(Stored dataset items)

** START **

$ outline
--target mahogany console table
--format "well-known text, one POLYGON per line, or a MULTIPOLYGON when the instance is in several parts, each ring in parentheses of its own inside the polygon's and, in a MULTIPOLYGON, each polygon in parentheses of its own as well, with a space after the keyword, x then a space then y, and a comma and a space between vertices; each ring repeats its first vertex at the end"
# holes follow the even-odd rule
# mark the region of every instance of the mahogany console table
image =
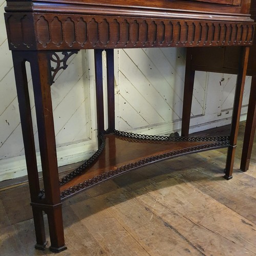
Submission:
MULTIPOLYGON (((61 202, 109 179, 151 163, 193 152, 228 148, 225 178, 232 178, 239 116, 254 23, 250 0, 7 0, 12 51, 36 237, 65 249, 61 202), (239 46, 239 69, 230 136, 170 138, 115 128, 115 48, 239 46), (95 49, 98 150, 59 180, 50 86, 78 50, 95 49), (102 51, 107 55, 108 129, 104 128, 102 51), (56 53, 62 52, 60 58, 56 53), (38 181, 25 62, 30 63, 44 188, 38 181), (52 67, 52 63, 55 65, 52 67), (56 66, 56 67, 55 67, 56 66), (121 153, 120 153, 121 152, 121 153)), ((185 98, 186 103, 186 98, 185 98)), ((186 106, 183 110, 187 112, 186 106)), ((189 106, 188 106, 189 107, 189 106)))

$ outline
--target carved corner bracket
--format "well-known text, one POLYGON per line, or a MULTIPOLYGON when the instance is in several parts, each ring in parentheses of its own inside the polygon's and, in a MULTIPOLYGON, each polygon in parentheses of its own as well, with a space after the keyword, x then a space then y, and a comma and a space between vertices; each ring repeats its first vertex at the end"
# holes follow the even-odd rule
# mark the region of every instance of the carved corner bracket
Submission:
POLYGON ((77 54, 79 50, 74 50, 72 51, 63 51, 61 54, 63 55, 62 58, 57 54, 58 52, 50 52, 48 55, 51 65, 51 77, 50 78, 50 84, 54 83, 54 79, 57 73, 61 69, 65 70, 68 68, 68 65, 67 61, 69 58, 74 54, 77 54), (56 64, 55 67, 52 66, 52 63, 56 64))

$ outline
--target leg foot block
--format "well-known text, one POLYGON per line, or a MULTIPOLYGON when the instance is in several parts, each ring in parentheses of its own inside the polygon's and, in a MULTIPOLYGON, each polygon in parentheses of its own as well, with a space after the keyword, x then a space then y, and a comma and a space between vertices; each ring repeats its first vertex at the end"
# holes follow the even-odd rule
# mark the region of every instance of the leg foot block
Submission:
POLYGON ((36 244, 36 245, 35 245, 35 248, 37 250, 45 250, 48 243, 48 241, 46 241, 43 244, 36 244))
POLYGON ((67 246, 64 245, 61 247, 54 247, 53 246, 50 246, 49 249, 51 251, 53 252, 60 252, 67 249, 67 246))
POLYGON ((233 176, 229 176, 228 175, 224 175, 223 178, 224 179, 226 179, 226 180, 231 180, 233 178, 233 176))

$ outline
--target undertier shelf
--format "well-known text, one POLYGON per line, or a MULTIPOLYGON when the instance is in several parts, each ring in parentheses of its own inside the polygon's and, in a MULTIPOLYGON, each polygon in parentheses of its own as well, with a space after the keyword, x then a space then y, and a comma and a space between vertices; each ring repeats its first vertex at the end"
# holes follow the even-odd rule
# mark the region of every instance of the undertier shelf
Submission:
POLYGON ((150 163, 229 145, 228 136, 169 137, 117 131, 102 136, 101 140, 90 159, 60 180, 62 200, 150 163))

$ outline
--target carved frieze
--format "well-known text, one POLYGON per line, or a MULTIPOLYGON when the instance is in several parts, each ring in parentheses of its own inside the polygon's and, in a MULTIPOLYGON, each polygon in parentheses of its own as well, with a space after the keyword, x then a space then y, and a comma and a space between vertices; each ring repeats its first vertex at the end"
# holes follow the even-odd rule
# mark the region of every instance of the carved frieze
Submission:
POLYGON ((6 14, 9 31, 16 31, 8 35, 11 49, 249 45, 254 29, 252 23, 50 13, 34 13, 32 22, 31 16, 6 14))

** END **

__Stated problem__: Write out the full set of lines verbatim, without the pictures.

__Task result__:
$ outline
--target mahogany console table
--format "well-known text, one POLYGON per line, or a MULTIPOLYGON when the instance is in several parts, each ring in parentheses of its own inside the polygon's and, in a MULTIPOLYGON, each polygon in parentheses of its own as well, with a space after the keyword, x then a space then y, and a comma and a space between vertices; each ring repeats its first vertex at the end"
# holes follow the even-odd rule
# mark the region of every instance of the mahogany console table
image =
Submission:
MULTIPOLYGON (((61 202, 109 179, 151 163, 193 152, 228 148, 225 178, 232 178, 239 116, 254 23, 250 0, 7 0, 12 51, 36 237, 65 249, 61 202), (239 46, 239 69, 230 136, 170 138, 115 128, 115 48, 239 46), (95 49, 98 150, 59 180, 50 86, 78 50, 95 49), (102 51, 107 55, 108 129, 104 128, 102 51), (56 53, 62 52, 60 58, 56 53), (38 181, 25 62, 30 63, 44 188, 38 181), (52 67, 52 63, 55 65, 52 67), (56 66, 56 67, 55 67, 56 66), (121 153, 120 153, 121 152, 121 153)), ((185 98, 186 103, 186 98, 185 98)), ((186 106, 183 110, 187 112, 186 106)), ((189 106, 188 106, 189 107, 189 106)))

$ outline
--target carved corner bracket
--format "well-known text, one POLYGON per line, or a MULTIPOLYGON when the instance is in several parts, each ring in parentheses of its own inside the polygon's and, in a MULTIPOLYGON, each polygon in parentheses of its own as well, with a space after the keyword, x then a space then y, and a comma and a space between vertices; each ring repeats its first vertex at the end"
# holes follow the even-odd rule
# mark the region of every instance of the carved corner bracket
Submission:
POLYGON ((77 54, 79 50, 74 50, 72 51, 63 51, 61 54, 63 55, 62 58, 57 54, 58 52, 50 52, 48 55, 51 65, 51 77, 50 78, 50 84, 54 83, 54 79, 57 73, 61 69, 65 70, 68 68, 68 65, 67 61, 69 58, 74 54, 77 54), (56 64, 55 67, 52 66, 52 63, 56 64))

$ outline
--target leg foot block
--format "well-known text, one POLYGON per line, or a MULTIPOLYGON when the instance is in several parts, each ring in parentheses of its own inside the polygon's and, in a MULTIPOLYGON, each polygon in parentheses of its own as well, with a space after the keyword, x then a space then y, and a comma and a space between vertices; each ring repeats its first vertex at the end"
# holes follow the even-odd rule
# mark the region of every instance of the leg foot block
Submission:
POLYGON ((36 244, 36 245, 35 245, 35 248, 37 250, 45 250, 48 243, 48 241, 46 241, 43 244, 36 244))
POLYGON ((67 246, 64 245, 61 247, 54 247, 53 246, 50 246, 49 249, 51 251, 53 252, 60 252, 67 249, 67 246))
POLYGON ((233 176, 229 176, 228 175, 224 175, 223 178, 224 179, 226 179, 226 180, 231 180, 233 178, 233 176))

$ outline
--target undertier shelf
--format "well-known text, one POLYGON per line, or a MULTIPOLYGON when the instance is in several parts, each ring in parentheses of its own inside the polygon's and, in a MULTIPOLYGON, each polygon in parentheses of its own as well, with a space after the keyword, x then a space then y, and a comma and a space between vertices; each ring repeats its first vertex at the end"
# holes follow the even-odd rule
# mark the region of every instance of the undertier shelf
Submission:
POLYGON ((150 163, 229 145, 228 136, 169 137, 117 131, 102 136, 101 140, 90 159, 60 180, 62 200, 150 163))

$ outline
--target carved frieze
--format "well-known text, one POLYGON per line, or a MULTIPOLYGON when the instance is in several parts, each ring in parentheses of its own inside the polygon's and, in a MULTIPOLYGON, each polygon in parentheses of its own as well, with a space after the keyword, x then a space then y, and a comma and a space between vertices; each ring repeats its first vertex at the end"
# holes follow the even-odd rule
# mark the region of every instance of the carved frieze
Submission:
POLYGON ((6 14, 9 31, 16 31, 8 35, 11 49, 249 45, 254 29, 252 23, 50 13, 34 13, 32 22, 31 16, 6 14))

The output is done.